*PROBLEM DETAILS*. Leave out the pictures and set down the rest of the listing below word for word.

[WORKING DATA Boundary: Start]

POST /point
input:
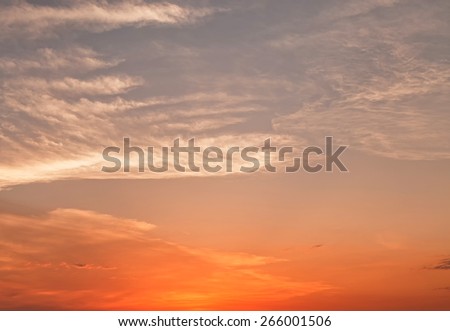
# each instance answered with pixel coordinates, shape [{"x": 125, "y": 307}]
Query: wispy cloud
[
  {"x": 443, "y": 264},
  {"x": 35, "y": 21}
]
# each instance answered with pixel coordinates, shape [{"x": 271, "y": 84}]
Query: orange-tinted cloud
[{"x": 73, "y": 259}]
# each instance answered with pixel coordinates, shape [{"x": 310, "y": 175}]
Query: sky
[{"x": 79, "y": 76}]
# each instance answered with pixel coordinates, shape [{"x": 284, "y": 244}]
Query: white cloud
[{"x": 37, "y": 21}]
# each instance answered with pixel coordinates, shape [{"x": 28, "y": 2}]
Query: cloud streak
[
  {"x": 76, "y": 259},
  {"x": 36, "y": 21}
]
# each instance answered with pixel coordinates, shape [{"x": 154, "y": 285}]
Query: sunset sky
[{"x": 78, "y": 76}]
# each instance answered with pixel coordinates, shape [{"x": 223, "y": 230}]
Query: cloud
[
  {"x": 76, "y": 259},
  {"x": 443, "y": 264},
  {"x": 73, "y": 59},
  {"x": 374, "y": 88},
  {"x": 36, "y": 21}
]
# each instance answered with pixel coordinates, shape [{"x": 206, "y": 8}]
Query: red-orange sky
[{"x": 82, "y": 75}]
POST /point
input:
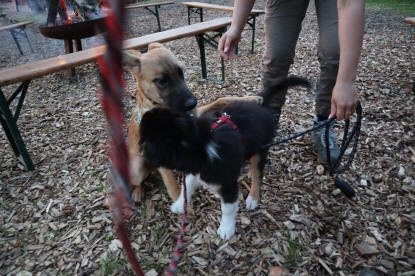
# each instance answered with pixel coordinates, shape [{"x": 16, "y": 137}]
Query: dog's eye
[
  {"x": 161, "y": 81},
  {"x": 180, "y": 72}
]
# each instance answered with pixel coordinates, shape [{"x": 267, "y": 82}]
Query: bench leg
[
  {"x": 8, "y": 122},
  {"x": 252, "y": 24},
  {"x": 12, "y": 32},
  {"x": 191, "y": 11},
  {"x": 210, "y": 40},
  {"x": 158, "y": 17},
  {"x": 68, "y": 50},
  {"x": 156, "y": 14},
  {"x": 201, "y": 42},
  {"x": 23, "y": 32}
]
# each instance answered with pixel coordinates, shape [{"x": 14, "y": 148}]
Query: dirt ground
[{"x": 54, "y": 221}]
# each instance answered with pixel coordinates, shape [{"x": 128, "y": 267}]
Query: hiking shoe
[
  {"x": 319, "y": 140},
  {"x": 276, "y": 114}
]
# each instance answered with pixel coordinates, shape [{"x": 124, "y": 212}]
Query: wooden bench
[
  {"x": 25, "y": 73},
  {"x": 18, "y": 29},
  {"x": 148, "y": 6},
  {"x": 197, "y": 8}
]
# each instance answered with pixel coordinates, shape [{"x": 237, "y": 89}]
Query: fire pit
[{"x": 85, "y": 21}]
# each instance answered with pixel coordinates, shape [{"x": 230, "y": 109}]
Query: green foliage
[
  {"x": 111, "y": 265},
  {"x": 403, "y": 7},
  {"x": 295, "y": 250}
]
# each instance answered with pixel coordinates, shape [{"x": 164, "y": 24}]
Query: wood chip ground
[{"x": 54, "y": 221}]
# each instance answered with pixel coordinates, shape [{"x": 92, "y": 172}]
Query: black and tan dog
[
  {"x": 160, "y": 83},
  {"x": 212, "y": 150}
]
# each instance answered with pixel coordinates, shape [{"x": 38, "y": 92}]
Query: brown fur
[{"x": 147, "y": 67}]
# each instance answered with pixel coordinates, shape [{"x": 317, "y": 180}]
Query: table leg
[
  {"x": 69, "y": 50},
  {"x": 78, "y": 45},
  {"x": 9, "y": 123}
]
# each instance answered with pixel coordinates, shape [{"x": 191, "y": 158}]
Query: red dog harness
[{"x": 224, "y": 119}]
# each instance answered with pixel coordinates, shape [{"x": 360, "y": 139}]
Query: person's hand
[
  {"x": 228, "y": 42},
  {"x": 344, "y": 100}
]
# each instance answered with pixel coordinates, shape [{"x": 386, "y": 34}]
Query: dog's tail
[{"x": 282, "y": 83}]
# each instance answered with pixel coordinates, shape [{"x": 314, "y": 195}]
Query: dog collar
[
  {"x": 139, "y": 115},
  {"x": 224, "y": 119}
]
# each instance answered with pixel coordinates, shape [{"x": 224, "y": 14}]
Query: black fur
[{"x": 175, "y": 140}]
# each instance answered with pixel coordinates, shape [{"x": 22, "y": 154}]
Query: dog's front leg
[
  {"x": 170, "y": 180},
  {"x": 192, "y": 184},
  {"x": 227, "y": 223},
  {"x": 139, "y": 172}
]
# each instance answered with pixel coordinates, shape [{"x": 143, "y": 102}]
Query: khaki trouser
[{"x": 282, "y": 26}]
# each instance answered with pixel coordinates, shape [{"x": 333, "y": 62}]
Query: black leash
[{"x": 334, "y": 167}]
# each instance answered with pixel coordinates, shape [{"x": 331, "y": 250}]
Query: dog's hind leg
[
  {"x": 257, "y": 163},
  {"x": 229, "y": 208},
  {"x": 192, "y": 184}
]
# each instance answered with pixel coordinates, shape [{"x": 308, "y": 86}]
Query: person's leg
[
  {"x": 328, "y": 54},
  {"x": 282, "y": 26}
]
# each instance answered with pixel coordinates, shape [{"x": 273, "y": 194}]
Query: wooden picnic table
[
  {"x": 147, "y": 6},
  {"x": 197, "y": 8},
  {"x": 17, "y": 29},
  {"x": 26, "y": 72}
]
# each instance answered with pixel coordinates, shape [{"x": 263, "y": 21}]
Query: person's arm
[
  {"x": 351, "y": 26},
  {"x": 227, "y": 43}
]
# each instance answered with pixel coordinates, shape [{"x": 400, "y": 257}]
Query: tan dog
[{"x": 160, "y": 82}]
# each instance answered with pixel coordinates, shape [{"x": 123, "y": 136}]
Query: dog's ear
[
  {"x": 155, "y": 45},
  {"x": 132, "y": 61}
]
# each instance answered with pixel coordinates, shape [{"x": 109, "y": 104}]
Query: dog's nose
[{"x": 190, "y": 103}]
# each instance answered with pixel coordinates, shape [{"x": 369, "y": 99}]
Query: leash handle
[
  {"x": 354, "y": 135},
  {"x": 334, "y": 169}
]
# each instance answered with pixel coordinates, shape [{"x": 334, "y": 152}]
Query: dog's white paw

[WORKING DATA Boundary: End]

*SOLUTION TO THIS TASK*.
POST /point
input:
# each instance answered with pixel coordinates, shape [{"x": 125, "y": 307}]
Query: wispy cloud
[
  {"x": 443, "y": 264},
  {"x": 35, "y": 21}
]
# each instance answered with pixel coordinates, shape [{"x": 271, "y": 84}]
Query: orange-tinted cloud
[{"x": 73, "y": 259}]
# each instance answered with pixel coordinates, shape [{"x": 310, "y": 175}]
Query: sky
[{"x": 79, "y": 76}]
# each instance answered with pixel coordinates, shape [{"x": 284, "y": 244}]
Query: white cloud
[{"x": 37, "y": 21}]
# each instance answered with pixel coordinates, shape [{"x": 28, "y": 2}]
Query: cloud streak
[
  {"x": 76, "y": 259},
  {"x": 36, "y": 21}
]
# each instance answered with pixel coordinates, shape [{"x": 154, "y": 285}]
Query: sunset sky
[{"x": 78, "y": 76}]
# each instance answered with pixel coordinates, shape [{"x": 223, "y": 230}]
Query: cloud
[
  {"x": 76, "y": 259},
  {"x": 443, "y": 264},
  {"x": 73, "y": 59},
  {"x": 374, "y": 88},
  {"x": 36, "y": 21}
]
# each instance answered with pixel coordinates, shape [{"x": 206, "y": 8}]
Query: red-orange sky
[{"x": 82, "y": 75}]
POST /point
input:
# each instance answered with pixel coordinates, shape [{"x": 16, "y": 137}]
Query: dog's eye
[
  {"x": 161, "y": 81},
  {"x": 180, "y": 72}
]
# each instance answered with pixel coordinates, shape [{"x": 267, "y": 82}]
Query: bench leg
[
  {"x": 8, "y": 122},
  {"x": 252, "y": 24},
  {"x": 12, "y": 32},
  {"x": 191, "y": 11},
  {"x": 210, "y": 40},
  {"x": 158, "y": 17},
  {"x": 68, "y": 50},
  {"x": 156, "y": 14},
  {"x": 201, "y": 42},
  {"x": 23, "y": 32}
]
# each instance answered with pixel coordinates, shape [{"x": 14, "y": 148}]
Query: dirt ground
[{"x": 54, "y": 221}]
# each instance answered with pixel coordinates, shape [{"x": 128, "y": 267}]
Query: hiking shoe
[
  {"x": 319, "y": 140},
  {"x": 276, "y": 114}
]
# each instance answered with pixel coordinates, shape [{"x": 124, "y": 212}]
Query: wooden bench
[
  {"x": 25, "y": 73},
  {"x": 18, "y": 29},
  {"x": 148, "y": 6},
  {"x": 197, "y": 8}
]
# each instance answered with pixel coordinates, shape [{"x": 237, "y": 89}]
Query: fire pit
[{"x": 85, "y": 21}]
# each instance answered with pixel coordinates, shape [{"x": 230, "y": 109}]
Query: green foliage
[
  {"x": 111, "y": 265},
  {"x": 403, "y": 7},
  {"x": 295, "y": 250}
]
# each instance answered with pixel coordinates, shape [{"x": 164, "y": 24}]
Query: wood chip ground
[{"x": 54, "y": 221}]
# each instance answered with pixel coordinates, shape [{"x": 92, "y": 172}]
Query: black and tan dog
[
  {"x": 160, "y": 83},
  {"x": 212, "y": 150}
]
# each instance answered with pixel coordinates, shape [{"x": 38, "y": 92}]
Query: brown fur
[{"x": 147, "y": 67}]
# each instance answered with pixel coordinates, shape [{"x": 317, "y": 180}]
Query: table leg
[
  {"x": 69, "y": 50},
  {"x": 78, "y": 45},
  {"x": 9, "y": 123}
]
# each instance answered with pixel coordinates, shape [{"x": 191, "y": 158}]
Query: red dog harness
[{"x": 224, "y": 119}]
# each instance answered with pixel coordinates, shape [{"x": 360, "y": 139}]
Query: person's hand
[
  {"x": 228, "y": 42},
  {"x": 344, "y": 100}
]
# each instance answered with pixel coordinates, shape [{"x": 386, "y": 34}]
Query: dog's tail
[{"x": 282, "y": 83}]
# each instance answered with pixel coordinates, shape [{"x": 314, "y": 195}]
Query: dog collar
[
  {"x": 139, "y": 115},
  {"x": 224, "y": 119}
]
# each instance answered with pixel coordinates, shape [{"x": 224, "y": 14}]
Query: black fur
[{"x": 175, "y": 140}]
# each instance answered with pixel coordinates, shape [{"x": 22, "y": 154}]
Query: dog's front leg
[
  {"x": 170, "y": 180},
  {"x": 192, "y": 184},
  {"x": 227, "y": 223},
  {"x": 139, "y": 172}
]
# each instance answered with pixel coordinates, shape [{"x": 143, "y": 102}]
Query: khaki trouser
[{"x": 282, "y": 26}]
# each instance answered with pixel coordinates, shape [{"x": 333, "y": 62}]
Query: black leash
[{"x": 334, "y": 167}]
# each instance answered with pixel coordinates, shape [{"x": 331, "y": 250}]
Query: dog's hind leg
[
  {"x": 257, "y": 163},
  {"x": 229, "y": 208},
  {"x": 192, "y": 184}
]
# each instance answered with pixel coordinates, shape [{"x": 308, "y": 86}]
Query: person's leg
[
  {"x": 328, "y": 54},
  {"x": 282, "y": 26}
]
# each instance answered with pixel coordinates, shape [{"x": 273, "y": 194}]
Query: wooden picnic table
[
  {"x": 147, "y": 6},
  {"x": 197, "y": 8},
  {"x": 17, "y": 29},
  {"x": 26, "y": 72}
]
# each instance answered with pixel coordinates, shape [{"x": 263, "y": 21}]
Query: person's arm
[
  {"x": 351, "y": 26},
  {"x": 227, "y": 43}
]
# each instance answered with pixel coordinates, shape [{"x": 400, "y": 257}]
Query: tan dog
[{"x": 160, "y": 82}]
# each instance answered with pixel coordinates, shape [{"x": 123, "y": 136}]
Query: dog's ear
[
  {"x": 155, "y": 45},
  {"x": 132, "y": 61}
]
# each instance answered with pixel coordinates, shape [{"x": 109, "y": 104}]
Query: dog's nose
[{"x": 190, "y": 103}]
# each instance answered with pixel coordinates, shape [{"x": 369, "y": 99}]
Query: leash handle
[
  {"x": 354, "y": 135},
  {"x": 334, "y": 169}
]
# each instance answered with pixel coordinates, shape [{"x": 334, "y": 152}]
Query: dog's white paw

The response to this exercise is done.